* **Written exercise**
Go through the data below and copy out, unchanged, each line that contains the word "blue".

(Location annotation dataset excerpts)

+ + +

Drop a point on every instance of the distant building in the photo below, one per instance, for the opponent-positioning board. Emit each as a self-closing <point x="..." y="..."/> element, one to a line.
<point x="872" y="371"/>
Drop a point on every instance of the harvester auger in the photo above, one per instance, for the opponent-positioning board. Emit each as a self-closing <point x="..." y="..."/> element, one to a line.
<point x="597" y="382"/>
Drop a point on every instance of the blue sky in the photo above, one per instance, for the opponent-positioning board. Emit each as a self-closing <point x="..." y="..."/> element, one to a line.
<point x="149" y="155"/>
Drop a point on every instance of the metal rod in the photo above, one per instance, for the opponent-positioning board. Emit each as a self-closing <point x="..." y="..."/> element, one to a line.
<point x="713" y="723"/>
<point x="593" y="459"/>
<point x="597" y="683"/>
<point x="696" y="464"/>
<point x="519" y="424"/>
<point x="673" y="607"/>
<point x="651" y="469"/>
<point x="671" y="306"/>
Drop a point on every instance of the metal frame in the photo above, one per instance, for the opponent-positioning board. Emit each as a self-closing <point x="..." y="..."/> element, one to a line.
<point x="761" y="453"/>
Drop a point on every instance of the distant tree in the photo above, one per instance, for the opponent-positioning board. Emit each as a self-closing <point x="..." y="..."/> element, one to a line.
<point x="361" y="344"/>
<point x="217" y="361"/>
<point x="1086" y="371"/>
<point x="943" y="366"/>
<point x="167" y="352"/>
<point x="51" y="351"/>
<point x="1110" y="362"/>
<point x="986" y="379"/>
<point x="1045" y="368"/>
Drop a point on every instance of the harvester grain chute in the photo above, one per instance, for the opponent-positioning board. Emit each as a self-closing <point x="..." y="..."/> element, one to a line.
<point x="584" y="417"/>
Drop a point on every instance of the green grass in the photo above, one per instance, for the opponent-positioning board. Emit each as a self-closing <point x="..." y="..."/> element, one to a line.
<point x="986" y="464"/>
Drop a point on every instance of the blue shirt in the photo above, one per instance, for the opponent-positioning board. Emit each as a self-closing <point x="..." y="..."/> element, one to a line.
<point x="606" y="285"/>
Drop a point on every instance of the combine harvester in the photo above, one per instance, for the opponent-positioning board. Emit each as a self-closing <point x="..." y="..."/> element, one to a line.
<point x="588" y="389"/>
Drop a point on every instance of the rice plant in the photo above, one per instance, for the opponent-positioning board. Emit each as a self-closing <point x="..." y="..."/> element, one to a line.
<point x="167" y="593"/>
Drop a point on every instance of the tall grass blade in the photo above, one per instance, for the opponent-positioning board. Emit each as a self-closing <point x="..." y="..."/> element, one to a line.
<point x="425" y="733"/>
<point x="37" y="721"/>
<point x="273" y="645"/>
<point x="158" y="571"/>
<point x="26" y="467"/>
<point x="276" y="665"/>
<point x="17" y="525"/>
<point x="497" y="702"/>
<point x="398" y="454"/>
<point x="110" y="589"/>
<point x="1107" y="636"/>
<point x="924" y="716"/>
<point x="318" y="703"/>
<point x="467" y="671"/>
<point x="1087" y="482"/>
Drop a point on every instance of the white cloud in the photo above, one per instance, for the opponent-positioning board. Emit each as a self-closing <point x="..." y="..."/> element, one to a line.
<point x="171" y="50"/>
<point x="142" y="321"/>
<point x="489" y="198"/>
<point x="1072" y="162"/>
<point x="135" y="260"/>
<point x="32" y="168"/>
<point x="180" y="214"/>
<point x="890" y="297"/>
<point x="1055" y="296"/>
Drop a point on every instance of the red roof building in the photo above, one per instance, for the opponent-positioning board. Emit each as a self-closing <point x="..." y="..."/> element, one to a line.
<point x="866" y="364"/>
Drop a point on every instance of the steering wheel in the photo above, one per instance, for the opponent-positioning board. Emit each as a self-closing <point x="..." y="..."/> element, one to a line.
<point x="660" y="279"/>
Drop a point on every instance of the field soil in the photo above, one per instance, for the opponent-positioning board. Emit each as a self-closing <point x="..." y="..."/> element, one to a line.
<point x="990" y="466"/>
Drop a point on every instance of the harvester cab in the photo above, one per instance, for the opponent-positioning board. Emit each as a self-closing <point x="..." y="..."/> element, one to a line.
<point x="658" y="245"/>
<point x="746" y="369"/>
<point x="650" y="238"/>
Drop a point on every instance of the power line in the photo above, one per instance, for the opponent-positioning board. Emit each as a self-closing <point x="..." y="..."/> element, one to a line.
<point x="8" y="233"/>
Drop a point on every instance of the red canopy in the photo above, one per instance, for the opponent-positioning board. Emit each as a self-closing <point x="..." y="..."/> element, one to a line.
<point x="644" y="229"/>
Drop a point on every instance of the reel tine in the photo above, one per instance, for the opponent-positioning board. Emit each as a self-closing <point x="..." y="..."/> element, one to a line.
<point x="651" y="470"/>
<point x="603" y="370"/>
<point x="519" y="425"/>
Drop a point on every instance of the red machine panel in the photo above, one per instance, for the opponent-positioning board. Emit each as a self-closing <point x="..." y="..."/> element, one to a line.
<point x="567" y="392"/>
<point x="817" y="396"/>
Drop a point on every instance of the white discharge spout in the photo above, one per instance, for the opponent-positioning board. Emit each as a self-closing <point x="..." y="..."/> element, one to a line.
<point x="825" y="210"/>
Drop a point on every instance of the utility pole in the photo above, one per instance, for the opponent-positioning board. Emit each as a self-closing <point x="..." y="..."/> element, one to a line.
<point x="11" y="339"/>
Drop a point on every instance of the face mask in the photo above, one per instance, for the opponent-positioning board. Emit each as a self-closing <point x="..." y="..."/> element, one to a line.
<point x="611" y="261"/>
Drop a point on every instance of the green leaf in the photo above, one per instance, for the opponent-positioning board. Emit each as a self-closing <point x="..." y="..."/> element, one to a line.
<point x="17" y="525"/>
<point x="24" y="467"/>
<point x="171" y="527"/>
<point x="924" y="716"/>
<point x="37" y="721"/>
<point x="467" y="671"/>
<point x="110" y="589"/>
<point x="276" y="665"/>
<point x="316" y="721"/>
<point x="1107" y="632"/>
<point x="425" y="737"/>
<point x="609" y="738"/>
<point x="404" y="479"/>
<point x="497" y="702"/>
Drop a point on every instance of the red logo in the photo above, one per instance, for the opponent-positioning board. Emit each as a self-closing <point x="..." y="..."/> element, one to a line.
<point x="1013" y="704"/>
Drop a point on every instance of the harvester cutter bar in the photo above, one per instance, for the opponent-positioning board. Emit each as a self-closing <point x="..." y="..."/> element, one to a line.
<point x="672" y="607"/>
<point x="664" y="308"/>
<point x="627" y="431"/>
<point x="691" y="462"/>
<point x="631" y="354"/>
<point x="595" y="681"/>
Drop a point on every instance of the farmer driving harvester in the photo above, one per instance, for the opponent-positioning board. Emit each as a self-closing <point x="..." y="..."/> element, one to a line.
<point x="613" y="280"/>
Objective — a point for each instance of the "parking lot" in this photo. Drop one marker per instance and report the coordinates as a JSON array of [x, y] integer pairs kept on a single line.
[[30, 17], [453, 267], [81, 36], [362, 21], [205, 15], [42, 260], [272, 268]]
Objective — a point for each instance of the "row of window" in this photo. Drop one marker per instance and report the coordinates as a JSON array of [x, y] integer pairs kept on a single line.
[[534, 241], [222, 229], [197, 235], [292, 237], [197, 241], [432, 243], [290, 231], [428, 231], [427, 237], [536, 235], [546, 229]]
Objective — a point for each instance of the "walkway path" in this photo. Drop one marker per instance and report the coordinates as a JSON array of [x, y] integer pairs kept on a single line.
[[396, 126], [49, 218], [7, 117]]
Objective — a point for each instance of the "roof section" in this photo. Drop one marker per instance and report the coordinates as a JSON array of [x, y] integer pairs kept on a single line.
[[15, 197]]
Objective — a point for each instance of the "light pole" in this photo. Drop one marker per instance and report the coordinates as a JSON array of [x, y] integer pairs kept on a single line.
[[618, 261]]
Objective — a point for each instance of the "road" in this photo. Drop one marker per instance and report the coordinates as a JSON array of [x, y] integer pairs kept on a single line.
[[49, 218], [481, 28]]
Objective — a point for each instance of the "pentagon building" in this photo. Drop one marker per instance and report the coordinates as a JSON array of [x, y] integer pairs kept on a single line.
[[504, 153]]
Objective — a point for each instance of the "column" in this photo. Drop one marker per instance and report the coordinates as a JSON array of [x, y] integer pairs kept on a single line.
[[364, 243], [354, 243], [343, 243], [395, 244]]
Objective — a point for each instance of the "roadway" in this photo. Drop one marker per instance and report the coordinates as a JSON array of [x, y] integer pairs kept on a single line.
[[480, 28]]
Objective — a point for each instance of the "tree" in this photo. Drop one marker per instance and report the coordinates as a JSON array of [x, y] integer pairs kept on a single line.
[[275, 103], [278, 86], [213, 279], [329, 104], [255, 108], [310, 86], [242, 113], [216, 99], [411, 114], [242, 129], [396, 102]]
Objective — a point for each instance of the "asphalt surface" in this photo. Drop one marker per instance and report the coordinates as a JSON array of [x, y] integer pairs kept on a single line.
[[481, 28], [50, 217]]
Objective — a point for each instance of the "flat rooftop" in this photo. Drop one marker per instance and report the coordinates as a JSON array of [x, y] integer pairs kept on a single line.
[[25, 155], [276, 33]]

+ + +

* **Reply**
Drop a point on every instance of the blue sky in the photo above, one per instance, for the opponent-positioning board. Emit each as a self-closing <point x="..." y="..."/> element, one to a line.
Drop a point on every instance of the blue shirt in the photo above, one per instance, for the opponent-positioning board. Emit each as a self-closing <point x="..." y="..."/> element, one to a line.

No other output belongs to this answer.